Extrait du document:

━━━━━━━━━━

En tant qu’Africain, nous sommes nombreux à avoir le sentiment que nous n’exploitons pas suffisamment nos capacités individuelles et collectives et que nous n’arrivons pas à penser ensemble pour agir ensemble. WATHI a l’intention de représenter une contribution qui soit importante à l’échelle de la région ouest-africaine et pas simplement d’un pays. Et nous espérons aussi encourager l’éclosion d’initiatives similaires dans les autres régions du continent de manière à créer une dynamique panafricaine. Différents objectifs sont en réalité poursuivis par WATHI. Il y a l’objectif de production et de partage de connaissances au service de tout le monde et en particulier au service de l’intérêt général des populations africaines. Il y a une envie de contribuer à des changements importants sur tous les plans : politique, économique, éducatif et socio-cultuel.
Nous considérons que tous les sujets sont importants et qu’ils sont liés. C’est le vraiment le choix tout à fait assumé de la transversalité, du fait de ne pas travailler sur un thème en particulier mais de dire que nous travaillons sur toutes les questions qui sont les plus importantes pour le présent et l’avenir des sociétés ouest-africaines. Et je dirais aussi qu’il y a une volonté de contribuer à l’intégration régionale africaine de manière concrète, en faisant en sorte que sur la même plateforme, on puisse traiter des mêmes thèmes mais avec différentes perspectives nationales.
C’est à la fois traiter de sujets régionaux mais c’est aussi être très conscient de la diversité des situations nationales, de l’existence de nos Etats, certes jeunes et en construction de leurs frontières actuelles, de pays qui ont des dynamiques différentes et l’importance pour les citoyens de la région de s’intéresser réellement à ce qui se passe dans leur voisinage. La région et le continent, nous allons les construire ensemble, et en particulier pour les jeunes, il est important à mon sens qu’on s’intéresse vraiment à ce qui se passe dans les autres pays. Et quand je dis s’intéresser vraiment, c’est essayer de comprendre les dynamiques et avoir le niveau d’information qui permet justement de pouvoir agir collectivement.

━━━━━━━━━━

Matériel fourni:
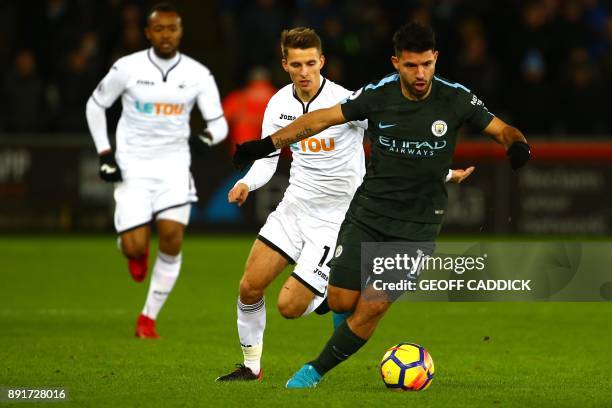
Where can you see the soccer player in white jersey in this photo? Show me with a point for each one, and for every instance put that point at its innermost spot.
(325, 172)
(150, 167)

━━━━━━━━━━

Exercices à traiter:
[1] D'après l'extrait sur WATHI, à quelle échelle WATHI veut-elle que sa contribution soit importante ?
[2] Rédigez la suite de l'extrait sur WATHI à partir de sa dernière phrase.
Les lignes ne sont pas nécessaires pour ce travail.

Corrigé par exercice:
[1] À l'échelle de la région ouest-africaine, et pas simplement d'un pays.

[2]
Justement, en parlant de prévention et de résolution des conflits armés, quel regard portez-vous sur l’évolution et la recrudescence des actions terroristes au Burkina Faso aujourd’hui ?
La situation au Burkina Faso est extrêmement préoccupante. Elle l’est au dans l’ensemble de la région sahélienne. Les frontières du Sahel sont toujours assez floues. Mais si on considère les pays qui sont membres de l’organisation aujourd’hui qui s’appelle G5 Sahel, on a trois le Burkina Faso, le Mali et le Niger, qui sont vraiment confrontés de manière massive au phénomène du terrorisme et de manière générale à une insécurité rampante. C’est vrai que le Burkina Faso est une source majeure de préoccupation. Parce que c’est peut-être le pays où la situation a basculé le plus rapidement en quelques années. On est passé d’un pays qui avait certes des problèmes politiques connus et qui n’était pas un modèle de gouvernance démocratique sous Blaise Compaoré en un pays menacé par des groupes armés qui gagnent rapidement du terrain. Aujourd’hui, le Burkina Faso reste une source majeure d’inquiétude pour les populations burkinabè mais aussi pour tous les voisins, parce que le Burkina Faso fait la jonction entre le Sahel et les pays côtiers avec des frontières avec le Bénin, le Togo, le Ghana et la Côte d’Ivoire. La dégradation brutale de la situation au Burkina Faso expose tous ces pays côtiers à une contamination notamment par la violence terroriste.
Que sait-on de ces groupes terroristes ?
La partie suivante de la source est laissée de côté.